**YOUR TASK**
Gather every line of the material that contains the word "base".
* begin DATASET *
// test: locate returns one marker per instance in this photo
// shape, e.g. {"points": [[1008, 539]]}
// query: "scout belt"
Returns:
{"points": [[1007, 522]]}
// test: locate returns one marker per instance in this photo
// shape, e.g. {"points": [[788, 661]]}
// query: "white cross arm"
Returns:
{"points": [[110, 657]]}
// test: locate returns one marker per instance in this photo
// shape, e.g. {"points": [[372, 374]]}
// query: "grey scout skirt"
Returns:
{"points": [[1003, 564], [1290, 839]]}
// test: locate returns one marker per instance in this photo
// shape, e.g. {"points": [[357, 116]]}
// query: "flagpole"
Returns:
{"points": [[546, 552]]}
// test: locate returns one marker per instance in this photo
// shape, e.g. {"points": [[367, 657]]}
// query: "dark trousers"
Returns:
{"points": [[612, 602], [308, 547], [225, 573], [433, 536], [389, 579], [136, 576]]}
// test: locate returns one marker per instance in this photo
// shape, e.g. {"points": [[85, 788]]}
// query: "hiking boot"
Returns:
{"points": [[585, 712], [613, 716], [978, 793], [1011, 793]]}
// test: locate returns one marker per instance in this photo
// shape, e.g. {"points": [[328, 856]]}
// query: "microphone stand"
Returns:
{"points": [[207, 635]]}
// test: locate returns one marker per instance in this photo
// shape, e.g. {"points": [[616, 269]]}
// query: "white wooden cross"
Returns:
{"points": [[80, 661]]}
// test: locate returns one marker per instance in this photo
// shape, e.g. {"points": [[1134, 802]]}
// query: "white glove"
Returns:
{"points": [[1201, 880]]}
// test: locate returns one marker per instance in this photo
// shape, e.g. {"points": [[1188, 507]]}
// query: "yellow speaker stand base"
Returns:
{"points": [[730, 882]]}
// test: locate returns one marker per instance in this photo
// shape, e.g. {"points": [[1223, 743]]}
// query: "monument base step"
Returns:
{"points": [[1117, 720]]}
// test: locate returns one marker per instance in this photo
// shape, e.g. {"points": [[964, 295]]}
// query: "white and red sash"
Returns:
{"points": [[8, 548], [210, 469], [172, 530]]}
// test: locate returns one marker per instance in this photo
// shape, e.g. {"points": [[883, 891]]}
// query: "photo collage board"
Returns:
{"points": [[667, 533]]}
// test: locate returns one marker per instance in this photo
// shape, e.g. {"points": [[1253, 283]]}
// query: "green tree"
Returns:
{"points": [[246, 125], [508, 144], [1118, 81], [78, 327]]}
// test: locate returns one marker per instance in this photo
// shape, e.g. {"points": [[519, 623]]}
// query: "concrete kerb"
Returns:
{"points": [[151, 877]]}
* end DATASET *
**TASK ANSWER**
// query: "yellow speaker stand base"
// query: "monument base step"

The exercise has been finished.